- _Written request 1_:
Answer these from the passage on South Indian vernacular architecture below:
(a) How many structures does the open-air museum have in total?
(b) What three things does each house's identification board outline?
(c) Which community in Mangalore is named among the house owners?
- _Written request 2_: Carry the passage on South Indian vernacular architecture below on past its last sentence.

- _Text_:
==================================================
Vernacular Architecture of South India

The open-air museum has a total of 26 structures which include houses, museums, galleries, by lanes and market places.  The houses on display are of various architectural styles and are replete with art and artefacts which makes it a treat for the visitors.  Each of the houses are neatly marked with an external identification board outlining the type of architecture, the salient features and the time period to which it belongs.  From houses belonging to agrarian Brahmins of South Canara, priests of the Malnad region to Nawabs of the Deccan and the Christian community in Mangalore, the museum spells variety that is as insightful as interesting.  The carved teak wood doors, balconies with fluted columns, the traditional kitchens and antique furniture are just some of the elements that take you back in time.
==================================================
- _Supplied material_:
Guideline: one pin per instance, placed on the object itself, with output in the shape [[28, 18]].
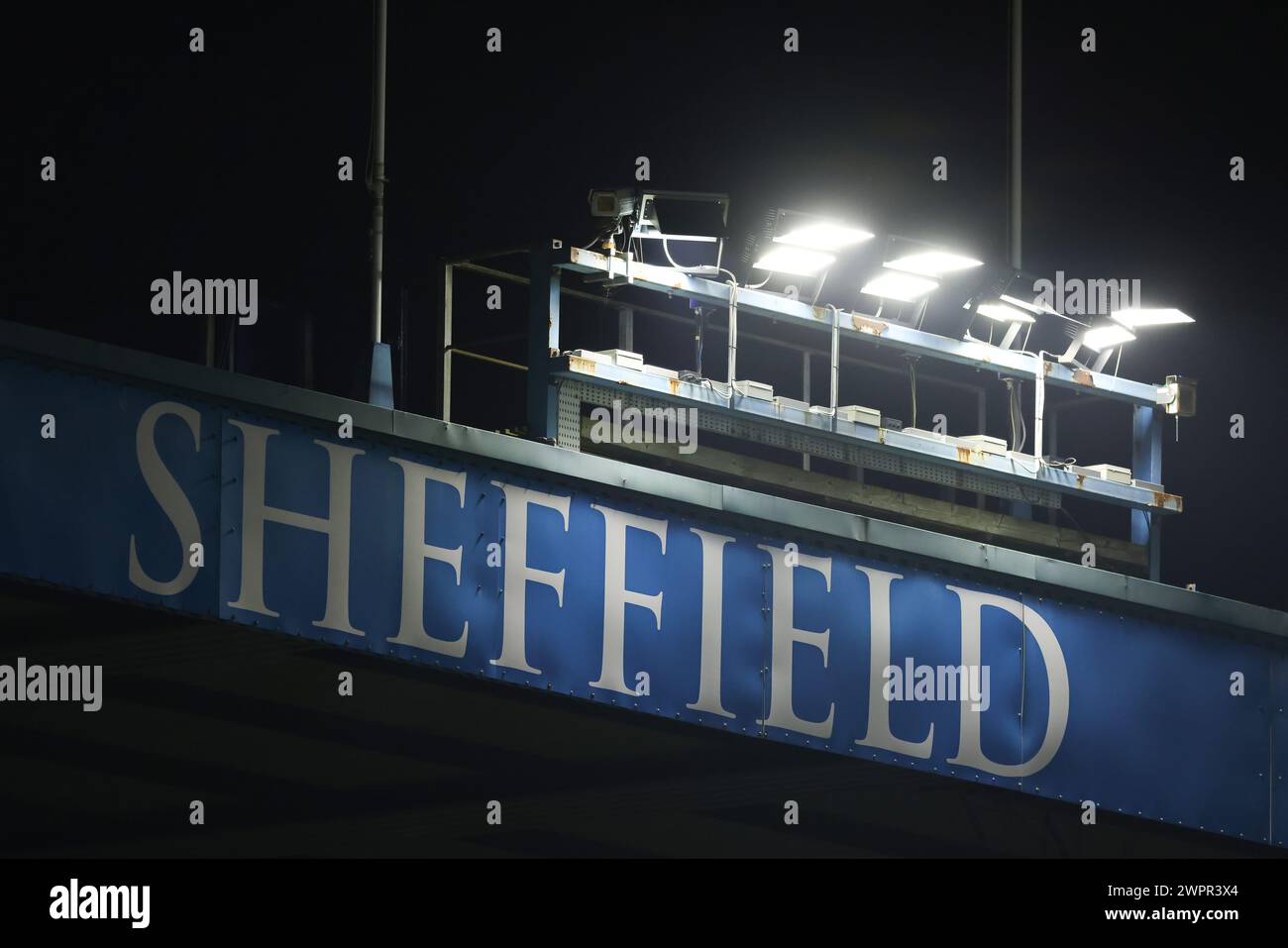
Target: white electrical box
[[623, 360], [859, 415], [780, 402], [986, 443], [590, 356], [754, 389], [930, 436], [1112, 472]]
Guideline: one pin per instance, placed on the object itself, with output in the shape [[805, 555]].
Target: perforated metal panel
[[568, 430], [574, 393]]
==================================================
- _Expected output 1_:
(a) 26
(b) The type of architecture, the salient features, and the time period it belongs to
(c) The Christian community

- _Expected output 2_:
A 19th century durbar hall, Peshwa Wadas (wadas were the residential form of Maratha architecture) as well as a part of a large royal residence of the pre-Vijayanagara era are some of the other highlights of the museum.  The Deccani Nawab Mahal dating to the early 1900s replete with Belgian stained-glass windows, German floor tiles and intricate Bidriware all of which reflect their sophisticated lifestyle is again beautifully recreated.   The Kunjur Chowki Mane which is a depiction of the architectural style of Kerala, the Vaderhobli House belonging to Koni Karanths’ of Kundapura Taluk as well as the houses of the Navayath Muslims of Bhatkal of Uttara Karnataka are some of the other houses displayed in this museum.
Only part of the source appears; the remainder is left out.